Excerpt provided:
____

Almost a decade ago, Dr. David Fajgenbaum cold called me and requested a lunch meeting. Marinating in my own narcissism, I believed he was seeking my counsel, my wisdom, perhaps my connections. I was prepared to dispense advice, ready to help this young physician-scientist navigate whatever challenge he faced.
Only after lunch did I realize that David was recruiting me. David wasn’t looking for a mentor. He was assembling a team of elves to help him create miracles, and he—this quietly determined dreamer who had almost died and come back five times—was Santa Claus determined to discover life-saving cures for humanity. If you know David, you understand what’s possible when someone refuses to accept the world’s limitations.

Over the years, friends like David have convinced me that there’s a cure for every disease. I have dedicated my own life to fund scientists who are searching for cures. As civilians, we have watched a loved one suffer from an untreatable disease. But most of us probably don’t know that there are roughly 18,000 known human diseases and approximately 14,000 diseases lack even a single approved drug therapy.
Finding cures
The need to end or limit human suffering from untreatable diseases continues to be urgent. In 2024, Every Cure, David’s nonprofit, deployed an AI-powered platform to analyze over 4,000 drugs against 18,000 diseases, revealing approximately 75 million possible drug-disease pairings. No human could evaluate that many possibilities in a lifetime. But with artificial intelligence and someone with David’s determination, that seemingly impossible task becomes both possible and practical.

____

How would you carry on the essay about David Fajgenbaum and the search for cures, starting after the last sentence given? You won't need the material that comes next.

Provided material:
____

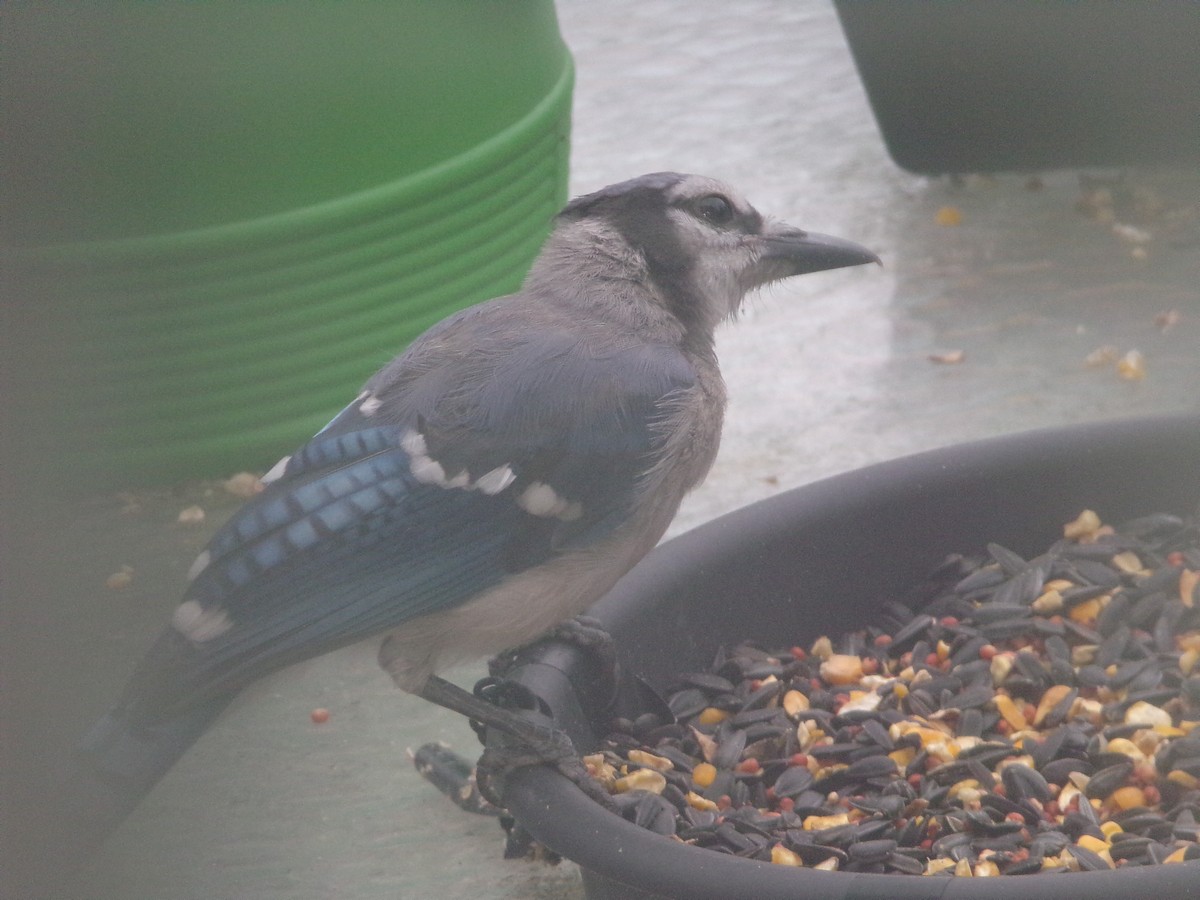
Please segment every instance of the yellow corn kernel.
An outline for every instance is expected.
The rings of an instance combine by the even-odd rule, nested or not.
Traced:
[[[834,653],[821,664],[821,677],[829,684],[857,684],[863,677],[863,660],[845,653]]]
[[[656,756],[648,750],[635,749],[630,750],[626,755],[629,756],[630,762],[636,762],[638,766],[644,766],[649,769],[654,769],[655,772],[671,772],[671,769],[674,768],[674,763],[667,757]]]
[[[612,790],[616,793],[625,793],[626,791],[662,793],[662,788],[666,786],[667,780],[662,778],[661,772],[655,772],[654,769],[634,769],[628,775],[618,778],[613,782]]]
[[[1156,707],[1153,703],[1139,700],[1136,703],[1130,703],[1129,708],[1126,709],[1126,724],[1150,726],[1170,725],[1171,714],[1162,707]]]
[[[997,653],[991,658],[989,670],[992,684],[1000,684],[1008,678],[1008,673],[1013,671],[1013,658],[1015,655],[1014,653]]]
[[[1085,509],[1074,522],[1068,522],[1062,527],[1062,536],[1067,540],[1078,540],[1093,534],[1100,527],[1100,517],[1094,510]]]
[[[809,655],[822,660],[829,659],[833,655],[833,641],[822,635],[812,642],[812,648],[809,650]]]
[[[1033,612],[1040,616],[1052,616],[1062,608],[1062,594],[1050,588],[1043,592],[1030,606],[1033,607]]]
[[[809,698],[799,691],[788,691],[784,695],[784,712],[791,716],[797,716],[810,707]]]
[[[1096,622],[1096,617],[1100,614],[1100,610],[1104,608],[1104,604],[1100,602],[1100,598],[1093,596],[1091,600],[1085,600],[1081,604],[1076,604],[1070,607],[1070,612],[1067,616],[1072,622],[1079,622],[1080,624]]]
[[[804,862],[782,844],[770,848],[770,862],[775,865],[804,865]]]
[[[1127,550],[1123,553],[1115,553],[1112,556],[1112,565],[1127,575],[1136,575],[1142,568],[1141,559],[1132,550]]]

____

Expected output:
Take my word for it, David doesn’t accept “impossible” as an answer. When most people face insurmountable odds, they adjust their expectations. David adjusts the system. That difference, that refusal to accept limitations that kill people, is what makes him a champion innovator.
Easy Guarantee: David and his elves will discover cures.
David’s story
David’s journey began in the most harrowing way imaginable. As a third-year medical student at Penn in 2010, this former Georgetown quarterback, handsome, strong and invincible, was struck down by Castleman disease, a rare and deadly condition that pushed him to death’s door five times. He even received his last rites in a hospital bed.
But David clawed his way back. He discovered that sirolimus, a 25-year-old drug originally approved as an immunosuppressant after kidney transplants, could save his life. It had never been used for Castleman disease. His salvation was hiding in plain sight.
That experience fundamentally changed how David understood medicine, and how he understood his purpose. If one repurposed drug could save his life, how many other life-saving treatments were sitting on pharmacy shelves, their potential unrealized simply because no one had bothered to look?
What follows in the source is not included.